(Task requirements) Reproduce word for word only the part of the entries below that starts with the line containing "Where can you spot the narrow" and runs through the last line of the entries, with both of those lines included.

(Data listing)
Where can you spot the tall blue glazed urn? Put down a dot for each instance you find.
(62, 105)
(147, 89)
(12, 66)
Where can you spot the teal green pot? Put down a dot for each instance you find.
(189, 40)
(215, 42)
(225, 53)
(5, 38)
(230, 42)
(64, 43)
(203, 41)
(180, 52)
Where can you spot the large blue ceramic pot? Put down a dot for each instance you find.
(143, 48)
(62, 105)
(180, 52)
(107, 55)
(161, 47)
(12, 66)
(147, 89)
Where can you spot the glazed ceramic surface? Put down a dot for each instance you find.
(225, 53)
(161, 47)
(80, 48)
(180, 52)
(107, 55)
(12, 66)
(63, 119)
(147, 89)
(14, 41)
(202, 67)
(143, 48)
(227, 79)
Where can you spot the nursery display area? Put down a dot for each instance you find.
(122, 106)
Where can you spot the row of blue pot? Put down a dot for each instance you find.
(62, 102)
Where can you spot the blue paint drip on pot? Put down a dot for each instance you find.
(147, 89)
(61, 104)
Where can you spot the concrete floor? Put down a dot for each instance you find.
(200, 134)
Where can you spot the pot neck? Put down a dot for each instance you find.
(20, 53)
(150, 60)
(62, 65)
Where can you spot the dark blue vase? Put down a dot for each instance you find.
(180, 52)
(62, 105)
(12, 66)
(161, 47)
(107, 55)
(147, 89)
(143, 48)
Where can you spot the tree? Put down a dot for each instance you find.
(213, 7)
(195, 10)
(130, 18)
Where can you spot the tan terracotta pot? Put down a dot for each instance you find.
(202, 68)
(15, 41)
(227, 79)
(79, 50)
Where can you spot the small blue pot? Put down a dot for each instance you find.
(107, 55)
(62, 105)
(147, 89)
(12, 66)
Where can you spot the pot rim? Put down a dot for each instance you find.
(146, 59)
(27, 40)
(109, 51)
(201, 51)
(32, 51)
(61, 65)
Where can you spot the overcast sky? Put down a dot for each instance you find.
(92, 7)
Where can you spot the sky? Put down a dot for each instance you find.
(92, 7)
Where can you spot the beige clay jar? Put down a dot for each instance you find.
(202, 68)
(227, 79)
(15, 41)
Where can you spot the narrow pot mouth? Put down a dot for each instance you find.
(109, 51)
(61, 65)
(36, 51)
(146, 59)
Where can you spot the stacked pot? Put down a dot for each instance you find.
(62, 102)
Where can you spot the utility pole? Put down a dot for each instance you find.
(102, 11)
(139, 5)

(Response for this exercise)
Where can you spot the narrow pot mouth? Put down a dot for each instance you find.
(109, 51)
(61, 65)
(36, 51)
(146, 59)
Where can you spot the stacked pot? Put down a dot for each instance you find.
(62, 102)
Where can you spot the utility pole? Put down a dot for each instance you find.
(102, 11)
(139, 5)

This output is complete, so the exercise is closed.